Ausgewählter Text
● ● ●

Aufgelesen im Kreis: Süßes und Saures. Diese Woche stiehlt Roland Bernhard allen Politikern die Show – mitten im Landtagswahlkampf. Das lässt nicht jeder auf sich sitzen.

Böblingen: Kathrin Haasis (kat)

Böblingen - Als süß und naiv werden Frauen gerne beschrieben. Diese diskriminierenden Adjektive passen diese Woche leider allzu gut auf Sabine Kurtz. Die CDU-Landtagsabgeordnete versucht – wie alle Politiker – in die Schlagzeilen zu kommen. „CDU will Kosten der Meisterausbildung abschaffen“, lautet ihr jüngster Versuch. An dem Plan gibt es eigentlich nichts auszusetzen. Verglichen mit den Maßstäben, die Roland Bernhard derzeit setzt, lässt sich damit allerdings garantiert keine Aufmerksamkeit generieren. Der Landrat besiegt schließlich im Alleingang das Coronavirus – und zwar bundesweit.

● ● ●

Untersuchte Daten
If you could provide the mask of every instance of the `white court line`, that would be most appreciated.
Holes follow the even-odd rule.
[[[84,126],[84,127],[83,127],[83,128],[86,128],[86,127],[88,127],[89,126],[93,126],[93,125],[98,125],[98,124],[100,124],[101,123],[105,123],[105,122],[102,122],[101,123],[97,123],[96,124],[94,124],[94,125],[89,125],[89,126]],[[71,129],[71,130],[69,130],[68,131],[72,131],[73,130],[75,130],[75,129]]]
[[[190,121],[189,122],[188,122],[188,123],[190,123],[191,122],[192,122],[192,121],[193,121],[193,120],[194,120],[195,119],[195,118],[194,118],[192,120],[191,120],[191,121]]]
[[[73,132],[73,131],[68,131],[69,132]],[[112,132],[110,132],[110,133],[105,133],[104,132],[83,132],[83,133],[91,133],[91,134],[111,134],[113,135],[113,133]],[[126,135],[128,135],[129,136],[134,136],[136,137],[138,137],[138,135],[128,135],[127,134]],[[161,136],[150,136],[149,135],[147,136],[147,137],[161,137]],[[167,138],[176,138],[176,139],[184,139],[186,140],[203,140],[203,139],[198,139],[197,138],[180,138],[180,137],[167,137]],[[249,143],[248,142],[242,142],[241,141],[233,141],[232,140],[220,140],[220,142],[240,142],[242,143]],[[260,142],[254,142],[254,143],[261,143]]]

● ● ●

Zu erledigende Aufgaben
A. Fasse den Text über Landrat Roland Bernhard in zwei Sätzen zusammen.
B. Schreibe den Text über Landrat Roland Bernhard im Anschluss an seinen letzten Satz weiter.

Antworten zu Aufgaben
A. Mitten im Landtagswahlkampf stiehlt Landrat Roland Bernhard diese Woche allen Politikern die Show, was nicht jeder auf sich sitzen lässt. Die CDU-Landtagsabgeordnete Sabine Kurtz versucht mit der Meldung, die CDU wolle die Kosten der Meisterausbildung abschaffen, in die Schlagzeilen zu kommen, kann damit aber neben Bernhard, der im Alleingang das Coronavirus bundesweit besiegt, keine Aufmerksamkeit erzeugen.

B.
Zeitstrahl zum Jahrestag der Pandemie

Zum Jahrestag der Pandemie hat das Landratsamt diese Woche einen Zeitstrahl veröffentlicht. Er beginnt mit der ersten Covid-Infektion im Kreis Böblingen am 27. Februar 2020. „Bereits einen Tag darauf ist die Corona-Hotline eingerichtet“, lautet der nächste Satz. Damit ist klar: Die Schlagzahl im Landratsamt war von Anfang an hoch. Während Toilettenpapier zum Luxusgut geworden sei, „geht der Landkreis in den Krisenmodus“, heißt es weiter – „Verwaltungs- und Führungsstab tagen täglich“. Einer der Beschlüsse ist die Einführung der Maskenpflicht auf den Wertstoffhöfen Anfang Mai, was aber noch nicht für allzu große Aufmerksamkeit sorgt. Trotzdem steigen die Zahlen auch im Kreis Böblingen erst einmal an, „am 9. November ist die bis dato höchste Inzidenz mit 190 erreicht“, ist einer der Punkte. Erst im Februar gibt es richtig gute Nachrichten: Weil es momentan vier Wochen lang für alle Kreisbewohner kostenlose Schnelltests gibt, trat der parteilose Landrat in der Talkrunde von Markus Lanz auf. „Das Böblinger Modell ist in der Tagesschau die erste Meldung“, nannte das Landratsamt noch als weiteren Meilenstein im vergangenen Corona-Jahr.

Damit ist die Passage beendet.